__Work request__. Can you resume the blog post on the M&A round table below, carrying on after its final sentence?

__Document section__.

V-shaped sellers meet L-shaped buyers

Picture: www.businessoffashion.com
M&A fish.jpgA senior figure in the investment community told the blog recently that companies’ views on the outlook for the economy seemed to vary according to their own financial position: “the stronger the balance sheet, the more realistic (and worse) the view on the economy”.
This analysis was confirmed at an interesting M&A Round Table organised last week by Pilko & Associates. Some key insights from the event were:
Risk analysis. Many CFOs are organising up-front strategic reviews to better understand not only their own corporate risk profile, but also those of their major counter-parties (eg suppliers, customers etc)
Scenario analysis is becoming much more common. Few people believe in a quick V-shaped recovery, and the risk of an L-shaped ‘lost decade’ is perceived to have increased (as seen by Japan in the 1990’s). The base case is increasingly a 3 – 5 year U/W-shaped downturn.
Refinancing. A large number of businesses will need refinancing over the next couple of years. Banks like this type of business, due to the high fees involved. But their credit committees are being much more cautious than during the ‘boom years’. It now takes 12-18 months to achieve a refinancing, versus 6-9 months in 2006-7.
Business analysis. Investors cannot now ‘flip’ businesses for a quick profit after 12-18 months, and instead need to be committed to running them for several years. They therefore need to understand the business’s fundamental drivers, and to evaluate its operational skills.
M&A timescale. It is much harder to auction businesses via the use of a generic Information Memorandum and a timetabled sale process. Instead M&A is often a ‘one-on-one’ process, where finding a qualified buyer can require months of patient effort. And the total ‘package’ has to be right, to fit the buyers’ own strategic needs.

__Source information__.
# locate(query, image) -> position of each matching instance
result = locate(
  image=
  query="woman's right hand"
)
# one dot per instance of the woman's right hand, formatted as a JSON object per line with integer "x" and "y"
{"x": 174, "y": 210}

__Task answer__.
The buyer’s process now starts by understanding the key drivers and issues for the business, and how its acquisition might fit with their overall strategy. They then develop realistic scenarios for the future outlook, as a means of highlighting key issues for testing during due diligence.
Leverage. Lack of liquidity in financial markets means deals often require much higher equity levels (>50%). Equally, banks are more concerned about the strength of warranties and parent company guarantees, and how enforceable these might be in a continued downturn.
Restructuring will need to bring in new investors, who will be focused on cash-flow risks, because of refinancing problems. This will benefit acquirors with capital, and a long-term view.
M&A activity is therefore much lower than in the past, as players adapt to the new environment. At the moment, a lot of deals are stalled due to sellers adopting a V-shaped outlook, and expecting a quick profits recovery, whilst buyers are worried about the potential impact on profits of a prolonged L-shaped downturn.
Today’s high levels of uncertainty also led participants to emphasise “the huge opportunity for high quality advice”. Major value could be added by those who had correctly foreseen the downturn, and could now describe the likely key issues ahead.